#### [Records shown]
▽

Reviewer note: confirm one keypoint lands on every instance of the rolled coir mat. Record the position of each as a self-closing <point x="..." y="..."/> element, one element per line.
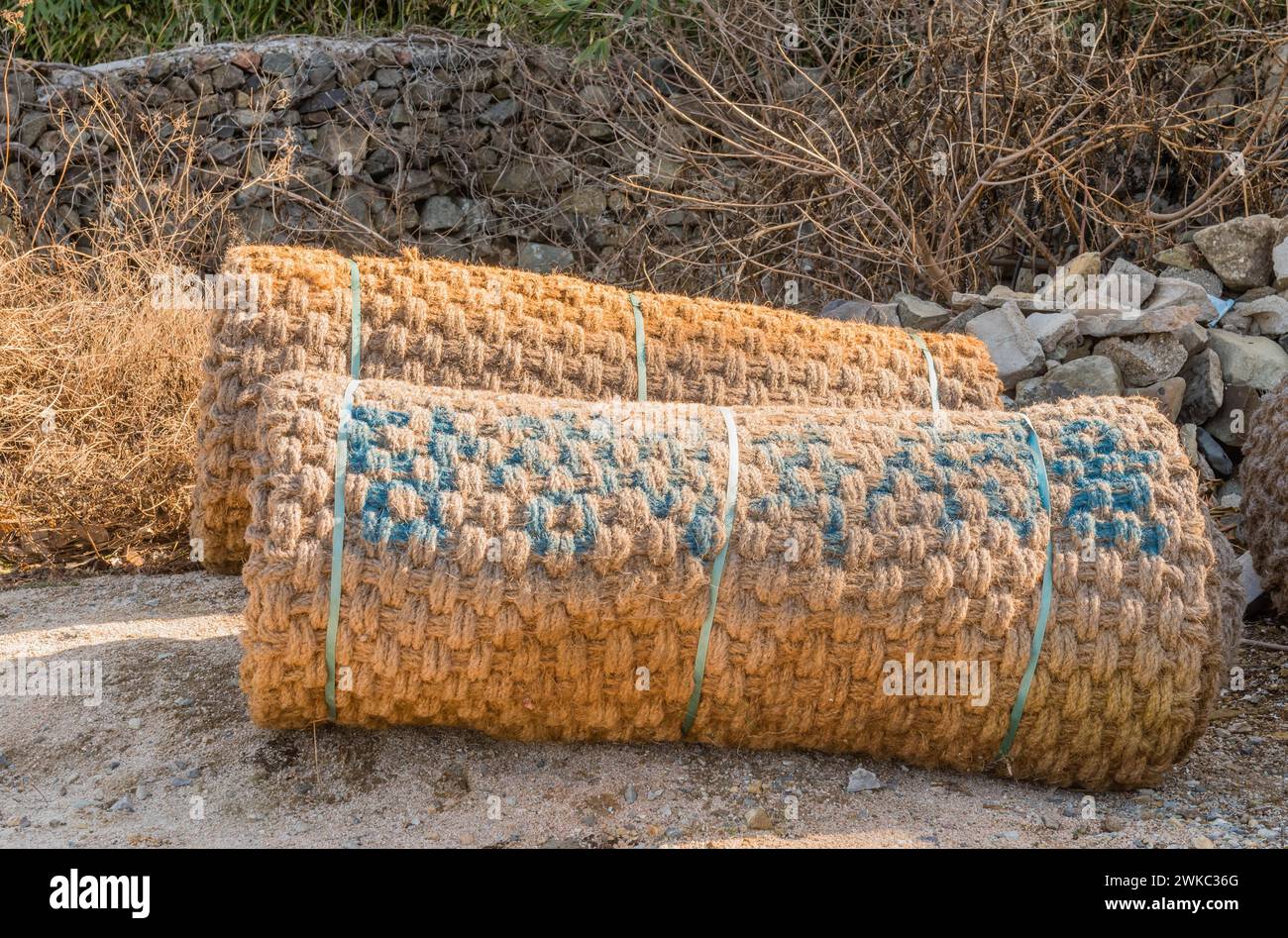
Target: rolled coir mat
<point x="980" y="589"/>
<point x="1263" y="476"/>
<point x="458" y="325"/>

△

#### [Prompt]
Reproduce the material above with every occurrence of "rolled coir mat" changed to "rolled jute mat" and everything else left as it stands, omitting the pictures.

#### [Output of the exercise]
Reviewer note: confirm one keypoint lands on every instance of the rolled jute mat. Record the position of each as a self-closing <point x="..." y="..."/> element, one element per line.
Target: rolled jute mat
<point x="980" y="589"/>
<point x="1263" y="476"/>
<point x="458" y="325"/>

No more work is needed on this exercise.